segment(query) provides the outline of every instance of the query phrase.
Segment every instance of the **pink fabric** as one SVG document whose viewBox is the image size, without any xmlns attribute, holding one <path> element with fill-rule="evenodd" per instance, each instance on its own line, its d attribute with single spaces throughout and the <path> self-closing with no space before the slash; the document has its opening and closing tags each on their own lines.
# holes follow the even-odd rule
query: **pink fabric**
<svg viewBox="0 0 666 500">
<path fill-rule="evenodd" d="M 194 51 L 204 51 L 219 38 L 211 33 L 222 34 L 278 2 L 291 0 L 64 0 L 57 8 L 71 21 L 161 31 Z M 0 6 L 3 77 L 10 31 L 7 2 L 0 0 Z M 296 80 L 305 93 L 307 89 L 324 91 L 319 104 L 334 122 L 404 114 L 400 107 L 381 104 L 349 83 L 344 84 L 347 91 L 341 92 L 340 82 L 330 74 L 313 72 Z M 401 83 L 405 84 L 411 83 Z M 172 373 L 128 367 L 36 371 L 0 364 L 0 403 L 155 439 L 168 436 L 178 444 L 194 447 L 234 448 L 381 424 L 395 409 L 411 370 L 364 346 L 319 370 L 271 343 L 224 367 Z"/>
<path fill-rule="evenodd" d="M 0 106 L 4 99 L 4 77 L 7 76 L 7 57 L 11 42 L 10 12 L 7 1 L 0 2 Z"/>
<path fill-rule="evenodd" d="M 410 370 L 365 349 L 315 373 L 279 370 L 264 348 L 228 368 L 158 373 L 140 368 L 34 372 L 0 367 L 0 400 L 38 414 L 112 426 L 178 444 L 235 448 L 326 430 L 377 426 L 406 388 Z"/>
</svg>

··········

* [GOAL]
Format every line of the data above as a numbered list, leaving out any blank lines.

* [EXPECTED ANSWER]
1. segment(query) provides the outline of every instance of the query phrase.
2. Segment every instance of the **pink fabric** as one SVG document whose viewBox is the image size, without any xmlns attribute, holding one <path> element with fill-rule="evenodd" per instance, each instance on its own line, its d attribute with single spaces throughout and the <path> self-closing with no space before the slash; the document has its opening and closing tags each on their own lines.
3. # holes follow the even-odd rule
4. query: **pink fabric**
5. <svg viewBox="0 0 666 500">
6. <path fill-rule="evenodd" d="M 194 51 L 204 51 L 219 38 L 211 33 L 222 34 L 278 2 L 291 0 L 64 0 L 57 8 L 71 21 L 161 31 Z M 0 6 L 3 77 L 10 31 L 7 2 L 0 0 Z M 296 80 L 305 93 L 307 89 L 324 91 L 319 104 L 334 122 L 404 114 L 400 107 L 381 104 L 349 83 L 344 84 L 347 91 L 341 92 L 340 82 L 330 74 L 313 72 Z M 401 83 L 405 84 L 411 83 Z M 172 373 L 128 367 L 36 371 L 0 364 L 0 403 L 155 439 L 168 436 L 178 444 L 194 447 L 234 448 L 381 424 L 395 409 L 411 370 L 364 346 L 319 370 L 271 343 L 224 367 Z"/>
7. <path fill-rule="evenodd" d="M 0 106 L 4 99 L 4 77 L 7 76 L 7 57 L 11 42 L 10 12 L 7 1 L 0 2 Z"/>
8. <path fill-rule="evenodd" d="M 410 370 L 365 349 L 315 373 L 279 370 L 264 348 L 228 368 L 158 373 L 140 368 L 34 372 L 0 367 L 0 400 L 38 414 L 112 426 L 178 444 L 235 448 L 326 430 L 377 426 L 406 388 Z"/>
9. </svg>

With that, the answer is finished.